**Data rows:**
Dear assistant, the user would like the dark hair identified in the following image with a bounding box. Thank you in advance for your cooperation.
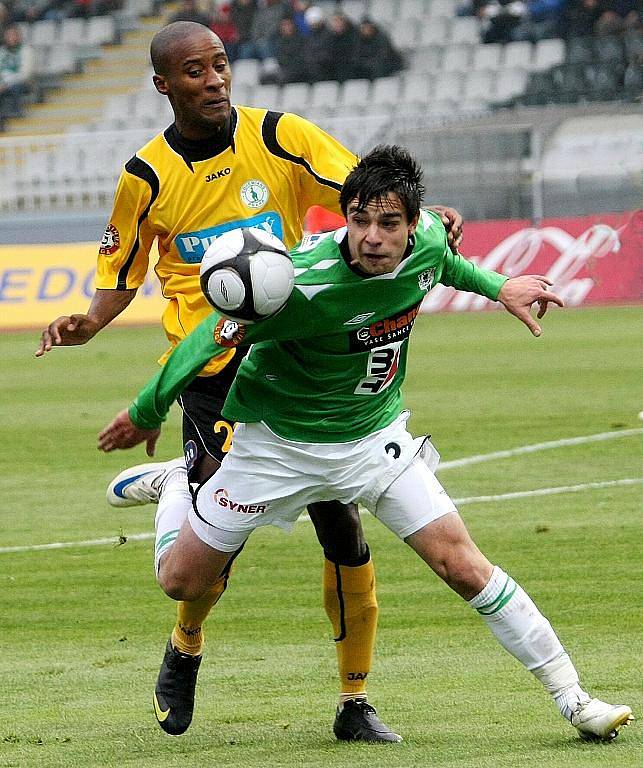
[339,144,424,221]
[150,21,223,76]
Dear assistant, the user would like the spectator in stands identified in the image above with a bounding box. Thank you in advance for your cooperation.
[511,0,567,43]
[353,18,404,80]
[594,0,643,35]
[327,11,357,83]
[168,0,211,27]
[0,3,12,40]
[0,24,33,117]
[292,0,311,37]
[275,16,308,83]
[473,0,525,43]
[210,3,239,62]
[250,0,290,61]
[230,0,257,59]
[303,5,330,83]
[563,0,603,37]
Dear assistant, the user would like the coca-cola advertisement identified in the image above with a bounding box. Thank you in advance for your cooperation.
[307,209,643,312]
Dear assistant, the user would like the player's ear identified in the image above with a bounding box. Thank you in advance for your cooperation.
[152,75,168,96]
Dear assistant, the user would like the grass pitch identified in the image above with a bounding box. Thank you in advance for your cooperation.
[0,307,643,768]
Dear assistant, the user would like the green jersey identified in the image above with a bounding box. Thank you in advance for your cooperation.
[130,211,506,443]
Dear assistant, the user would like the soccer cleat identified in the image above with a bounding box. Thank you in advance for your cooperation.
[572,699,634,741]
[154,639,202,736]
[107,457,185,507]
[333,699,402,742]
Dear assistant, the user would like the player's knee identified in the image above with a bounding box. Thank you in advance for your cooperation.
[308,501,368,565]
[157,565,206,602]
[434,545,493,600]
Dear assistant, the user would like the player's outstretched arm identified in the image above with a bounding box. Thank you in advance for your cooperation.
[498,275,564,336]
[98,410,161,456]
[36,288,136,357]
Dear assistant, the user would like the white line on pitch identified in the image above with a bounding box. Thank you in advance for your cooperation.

**Exercise description:**
Output the rows starting at the line that contains "Dear assistant, the user would like the green" and ending at the line that contains "[36,288,136,357]" as a Markdown table with two columns, Row and Line, omitting blank lines.

**Result:**
| Row | Line |
|---|---|
| 1 | Dear assistant, the user would like the green jersey identified in the image above with a bounding box. Thank you in advance for your cooperation. |
| 2 | [130,211,506,443] |
| 3 | Dear assistant, the user would like the soccer cleat identified in the image above with a bounding box. Thank you in advance for your cooperation. |
| 4 | [572,699,634,741] |
| 5 | [154,639,202,736] |
| 6 | [107,457,185,507] |
| 7 | [333,699,402,742] |
| 8 | Dear assistant, the user would like the player's knee identified in the image above with a bounding box. Thank you in advance for your cooperation. |
| 9 | [308,501,368,565] |
| 10 | [157,565,206,602] |
| 11 | [434,545,493,600] |
| 12 | Dear assistant, the user would like the player's outstretched arm identified in the image above with a bounding box. Thank you in advance for your cooperation. |
| 13 | [498,275,564,336] |
| 14 | [98,410,161,456] |
| 15 | [36,288,136,357] |